**Yapılacak Görevler**
(1) Nablusi haberine göre Dr. Muhammed Ratip el Nablusi, Cihan Haber Ajansı'nın sorularını hangi şehirde yanıtladı?
(2) Nablusi haberinde "Suriye'de yaşayan ve" sözleriyle başlayan paragrafı, ana bilgilerini koruyarak kısa bir madde listesine dönüştürün.

**Metin Bloğu**
'''
Batı'da birlik İslam dünyasında sınırlar var
Suriyeli din alimi el Nablusi Batı'nın karanlık bir geçmişe rağmen birlik, Müslümanların ise arasında hala sınırlar olduğuna dikkat çekerek Türkiye'nin İslam ülkelerine örnek teşkil ettiğini belirtti.
16 Yıl Önce Güncellendi
2010-03-07 16:11:00
Suriye'de yaşayan ve İslam dünyasında büyük otorite olarak kabul edilen Suriyeli din alimi Dr. Muhammed Ratip el Nablusi, Şam'da Cihan Haber Ajansı'nın sorularını yanıtladı. İslam'ın yeryüzündeki gelişmesini güncel gelişmeler ışığında değerlendiren Nablusi, 11 Eylül'den dünyadaki Müslümanların sayısının artmasına, Türkiye ile İslam ülkeleri arasındaki yakınlaşmadan, dünyanın çeşitli yerlerinde açılan türk Okulları'na kadar birçok konuda değerlendirmelerde bulundu.
'''
**Verilen Bilgiler**
'''
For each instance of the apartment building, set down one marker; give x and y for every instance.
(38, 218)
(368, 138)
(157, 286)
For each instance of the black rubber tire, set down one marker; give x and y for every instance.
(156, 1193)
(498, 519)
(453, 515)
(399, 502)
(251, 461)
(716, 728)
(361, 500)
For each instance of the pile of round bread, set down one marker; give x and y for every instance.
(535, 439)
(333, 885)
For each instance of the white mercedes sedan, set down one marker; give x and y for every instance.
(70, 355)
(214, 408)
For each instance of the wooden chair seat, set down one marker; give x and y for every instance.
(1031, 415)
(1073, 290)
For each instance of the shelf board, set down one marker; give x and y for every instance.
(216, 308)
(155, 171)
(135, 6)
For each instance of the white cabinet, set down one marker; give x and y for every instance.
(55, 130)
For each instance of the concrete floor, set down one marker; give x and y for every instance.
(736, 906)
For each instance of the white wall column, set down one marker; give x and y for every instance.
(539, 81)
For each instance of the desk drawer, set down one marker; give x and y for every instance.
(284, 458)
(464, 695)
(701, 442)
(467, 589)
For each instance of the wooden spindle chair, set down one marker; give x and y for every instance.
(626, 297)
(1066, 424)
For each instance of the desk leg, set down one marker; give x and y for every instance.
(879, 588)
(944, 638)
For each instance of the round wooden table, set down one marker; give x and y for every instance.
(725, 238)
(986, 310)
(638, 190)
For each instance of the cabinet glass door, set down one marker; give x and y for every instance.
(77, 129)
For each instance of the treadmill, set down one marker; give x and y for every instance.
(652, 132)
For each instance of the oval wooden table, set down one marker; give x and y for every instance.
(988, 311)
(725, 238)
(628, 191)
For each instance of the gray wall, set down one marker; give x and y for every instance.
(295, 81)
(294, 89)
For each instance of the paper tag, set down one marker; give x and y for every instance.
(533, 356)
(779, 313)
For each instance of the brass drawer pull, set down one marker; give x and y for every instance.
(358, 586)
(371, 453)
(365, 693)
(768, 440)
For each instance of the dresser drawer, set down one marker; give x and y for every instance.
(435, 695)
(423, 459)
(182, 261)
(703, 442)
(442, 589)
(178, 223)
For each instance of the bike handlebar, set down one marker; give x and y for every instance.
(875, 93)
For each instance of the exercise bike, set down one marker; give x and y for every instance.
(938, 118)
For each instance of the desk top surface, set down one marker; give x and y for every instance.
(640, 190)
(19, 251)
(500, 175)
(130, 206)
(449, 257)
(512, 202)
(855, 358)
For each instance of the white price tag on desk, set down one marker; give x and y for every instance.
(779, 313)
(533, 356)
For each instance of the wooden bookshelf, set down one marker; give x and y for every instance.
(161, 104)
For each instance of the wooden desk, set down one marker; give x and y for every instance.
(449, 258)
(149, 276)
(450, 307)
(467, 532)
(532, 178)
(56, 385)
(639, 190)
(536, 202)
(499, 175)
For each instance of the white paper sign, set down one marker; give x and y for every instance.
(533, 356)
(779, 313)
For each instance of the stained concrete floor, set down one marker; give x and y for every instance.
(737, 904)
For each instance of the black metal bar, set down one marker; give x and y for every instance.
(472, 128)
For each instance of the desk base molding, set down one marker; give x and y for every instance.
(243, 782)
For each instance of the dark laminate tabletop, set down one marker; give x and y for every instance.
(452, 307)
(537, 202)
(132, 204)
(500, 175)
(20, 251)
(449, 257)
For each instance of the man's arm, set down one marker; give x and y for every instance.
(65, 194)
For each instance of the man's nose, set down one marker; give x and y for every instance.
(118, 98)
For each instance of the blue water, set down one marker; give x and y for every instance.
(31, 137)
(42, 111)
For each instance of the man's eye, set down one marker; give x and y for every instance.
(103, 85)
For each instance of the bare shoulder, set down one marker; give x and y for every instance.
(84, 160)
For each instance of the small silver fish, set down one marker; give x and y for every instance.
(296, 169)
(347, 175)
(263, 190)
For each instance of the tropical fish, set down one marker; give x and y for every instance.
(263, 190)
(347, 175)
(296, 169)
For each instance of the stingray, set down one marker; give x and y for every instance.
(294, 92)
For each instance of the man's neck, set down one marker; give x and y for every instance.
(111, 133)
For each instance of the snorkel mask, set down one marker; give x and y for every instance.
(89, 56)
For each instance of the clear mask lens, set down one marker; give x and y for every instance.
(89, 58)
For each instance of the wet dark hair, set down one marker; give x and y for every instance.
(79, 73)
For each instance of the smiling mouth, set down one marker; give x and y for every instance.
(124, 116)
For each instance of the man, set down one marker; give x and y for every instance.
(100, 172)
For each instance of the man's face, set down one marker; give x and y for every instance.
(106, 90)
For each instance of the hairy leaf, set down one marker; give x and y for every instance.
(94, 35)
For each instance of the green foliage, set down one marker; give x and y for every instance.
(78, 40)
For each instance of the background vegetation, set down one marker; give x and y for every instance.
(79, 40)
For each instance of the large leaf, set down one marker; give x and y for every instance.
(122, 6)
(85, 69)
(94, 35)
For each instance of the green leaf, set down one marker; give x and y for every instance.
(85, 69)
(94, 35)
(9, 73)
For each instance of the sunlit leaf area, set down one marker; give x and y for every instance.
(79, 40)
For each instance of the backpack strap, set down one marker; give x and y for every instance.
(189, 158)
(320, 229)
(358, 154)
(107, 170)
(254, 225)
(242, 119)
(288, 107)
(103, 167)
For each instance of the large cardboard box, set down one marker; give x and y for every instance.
'''
**Görev Sonuçları**
(1) Şam'da.

(2)
- Dr. Muhammed Ratip el Nablusi, Suriye'de yaşayan ve İslam dünyasında büyük otorite kabul edilen Suriyeli bir din alimidir.
- Şam'da Cihan Haber Ajansı'nın sorularını yanıtladı.
- İslam'ın yeryüzündeki gelişmesini güncel gelişmeler ışığında değerlendirdi.
- Değerlendirdiği konular arasında 11 Eylül, dünyadaki Müslümanların sayısının artması, Türkiye ile İslam ülkeleri arasındaki yakınlaşma ve dünyanın çeşitli yerlerinde açılan Türk Okulları vardı.